What you should do: Copy out all the data, word for word.

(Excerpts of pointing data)
===============

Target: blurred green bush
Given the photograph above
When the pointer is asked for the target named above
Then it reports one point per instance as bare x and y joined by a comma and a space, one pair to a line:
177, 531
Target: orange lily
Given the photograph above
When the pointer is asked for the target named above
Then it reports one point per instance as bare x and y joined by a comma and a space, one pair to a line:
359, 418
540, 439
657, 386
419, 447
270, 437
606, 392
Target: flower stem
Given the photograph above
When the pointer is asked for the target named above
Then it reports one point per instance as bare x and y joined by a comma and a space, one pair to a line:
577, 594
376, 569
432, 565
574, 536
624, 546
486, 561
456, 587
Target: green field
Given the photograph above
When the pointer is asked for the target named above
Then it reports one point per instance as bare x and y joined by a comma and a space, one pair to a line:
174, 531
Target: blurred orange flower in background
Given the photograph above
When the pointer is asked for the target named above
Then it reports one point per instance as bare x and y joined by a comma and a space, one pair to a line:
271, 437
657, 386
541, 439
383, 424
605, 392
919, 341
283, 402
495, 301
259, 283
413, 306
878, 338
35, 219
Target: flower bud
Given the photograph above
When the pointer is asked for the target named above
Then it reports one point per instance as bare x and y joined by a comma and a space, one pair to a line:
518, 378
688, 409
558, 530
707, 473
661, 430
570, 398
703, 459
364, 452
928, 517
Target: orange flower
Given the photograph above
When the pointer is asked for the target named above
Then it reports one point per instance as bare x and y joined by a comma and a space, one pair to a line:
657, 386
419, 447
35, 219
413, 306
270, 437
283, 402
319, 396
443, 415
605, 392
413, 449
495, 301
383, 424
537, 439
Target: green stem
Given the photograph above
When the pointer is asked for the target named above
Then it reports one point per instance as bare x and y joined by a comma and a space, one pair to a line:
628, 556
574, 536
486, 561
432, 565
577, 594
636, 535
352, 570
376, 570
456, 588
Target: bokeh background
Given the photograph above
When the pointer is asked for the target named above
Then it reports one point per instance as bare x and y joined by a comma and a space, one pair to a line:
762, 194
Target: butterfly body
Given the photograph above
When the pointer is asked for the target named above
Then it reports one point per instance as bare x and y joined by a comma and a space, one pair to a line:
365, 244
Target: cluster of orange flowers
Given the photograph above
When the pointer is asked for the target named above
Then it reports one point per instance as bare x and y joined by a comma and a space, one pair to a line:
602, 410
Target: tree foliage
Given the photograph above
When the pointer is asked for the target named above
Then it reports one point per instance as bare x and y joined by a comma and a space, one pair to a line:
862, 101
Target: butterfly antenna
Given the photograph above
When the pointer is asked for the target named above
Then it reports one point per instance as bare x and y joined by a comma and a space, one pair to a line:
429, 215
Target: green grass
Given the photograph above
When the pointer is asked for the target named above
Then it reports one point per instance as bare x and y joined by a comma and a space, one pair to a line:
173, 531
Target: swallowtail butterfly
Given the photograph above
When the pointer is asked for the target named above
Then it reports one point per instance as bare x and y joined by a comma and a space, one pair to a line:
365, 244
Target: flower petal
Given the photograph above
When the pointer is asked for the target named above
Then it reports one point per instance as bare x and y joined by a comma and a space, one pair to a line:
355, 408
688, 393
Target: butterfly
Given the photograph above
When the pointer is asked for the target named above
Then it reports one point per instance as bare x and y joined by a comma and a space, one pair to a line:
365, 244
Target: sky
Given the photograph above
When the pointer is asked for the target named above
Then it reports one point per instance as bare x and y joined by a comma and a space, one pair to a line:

===============

Problem solution:
Target: blurred green bush
Given the photograph above
When the pointer is asked for the target named above
Then it reports one point per instance as bare x and y joined by a comma and a space, one pair to a line:
177, 531
Target: orange lily
Given the photograph above
When the pointer is asked for the target named above
Then it reports one point per instance as bare x and y joined by a comma and a space, one pair to a line:
359, 418
540, 439
657, 386
419, 447
270, 437
606, 392
Target: flower stem
Given the photograph above
When the pointer is asked for the target named above
Then it reports one point per instance as bare x and y joined by a comma and a space, one pair to a line:
577, 594
376, 569
432, 565
574, 536
624, 546
486, 561
456, 587
Target: green field
Given the photograph above
When the pointer is asked for the target named above
Then it reports one point per instance as bare x and y joined by a comma and a space, one pair to a line:
174, 531
Target: blurred orange flower in background
Given the photograph above
When the pointer is asked for the target named above
Then it reports one point per instance as bare x and y joined by a comma and a space, one pair to a line:
271, 437
657, 386
541, 439
383, 424
605, 392
919, 341
283, 402
495, 301
259, 283
413, 306
878, 338
35, 219
Target: flower bud
Given the photograph above
When the pointer is asked for the target named above
Then it reports one point per instance as bare x and y joined by a comma and a space, one pair to a line:
518, 378
688, 409
558, 530
707, 473
661, 430
570, 398
703, 459
364, 452
928, 517
Target: orange flower
Given the photograph above
When the pointer is asked for the target named above
Then it reports one point per instance as bare x and y joined by a comma and a space, one pair to a line:
657, 386
419, 447
35, 219
413, 306
270, 437
283, 402
319, 396
443, 415
605, 392
413, 449
495, 301
383, 424
537, 439
Target: green stem
Given the photograph above
When the pointer is asked for the target named above
Then it reports one point per instance as bare x and y joined by a comma and a space, one pair to a line:
628, 556
574, 536
486, 561
432, 565
577, 594
636, 535
352, 570
376, 570
456, 588
Target: bokeh background
Given the photograph above
When the pointer is asked for the target named above
Then it reports one point per instance as bare x and y joined by a comma and a space, one pair to a line:
762, 194
Target: butterfly body
Given the photograph above
When the pointer is asked for the target named above
Then it reports one point per instance as bare x and y joined by a comma and a space, one pair to a line:
365, 244
Target: cluster of orange flowers
Given the photograph above
When the pointer is asked for the target named above
Then it reports one point per instance as bare x and y joined by a comma and a space, one pair to a line:
602, 410
Target: tree foliage
Given the photograph above
When the pointer is asked for the target named above
Then it reports one point per instance as bare x and y joined by a comma and a space, one pair to a line:
862, 101
Target: butterfly antenna
Given the photograph above
When the pointer is asked for the target named above
Then it reports one point per instance as bare x and y joined by a comma and a space, one pair to a line:
429, 215
Target: green grass
Given the photograph above
When the pointer is asked for the target named above
Then it reports one point per instance as bare x and y joined by a comma and a space, one pair to a line:
173, 531
Target: swallowtail butterfly
Given the photograph above
When the pointer is asked for the target named above
Then it reports one point per instance as bare x and y joined by a comma and a space, one pair to a line:
365, 244
Target: flower petal
Given the photograph above
When the pointer is asked for the target named above
Then it reports one point per instance as bare x and y joined by a comma and a space, one pair to a line:
355, 408
688, 393
Target: butterfly
Given the photograph above
When the pointer is asked for the target named above
Then it reports one point per instance as bare x and y joined by a comma and a space, one pair to a line:
365, 244
Target: sky
Given the photograph above
When the pointer is asked for the target named above
Then it reports one point per instance as bare x and y joined by a comma and a space, one pair to a line:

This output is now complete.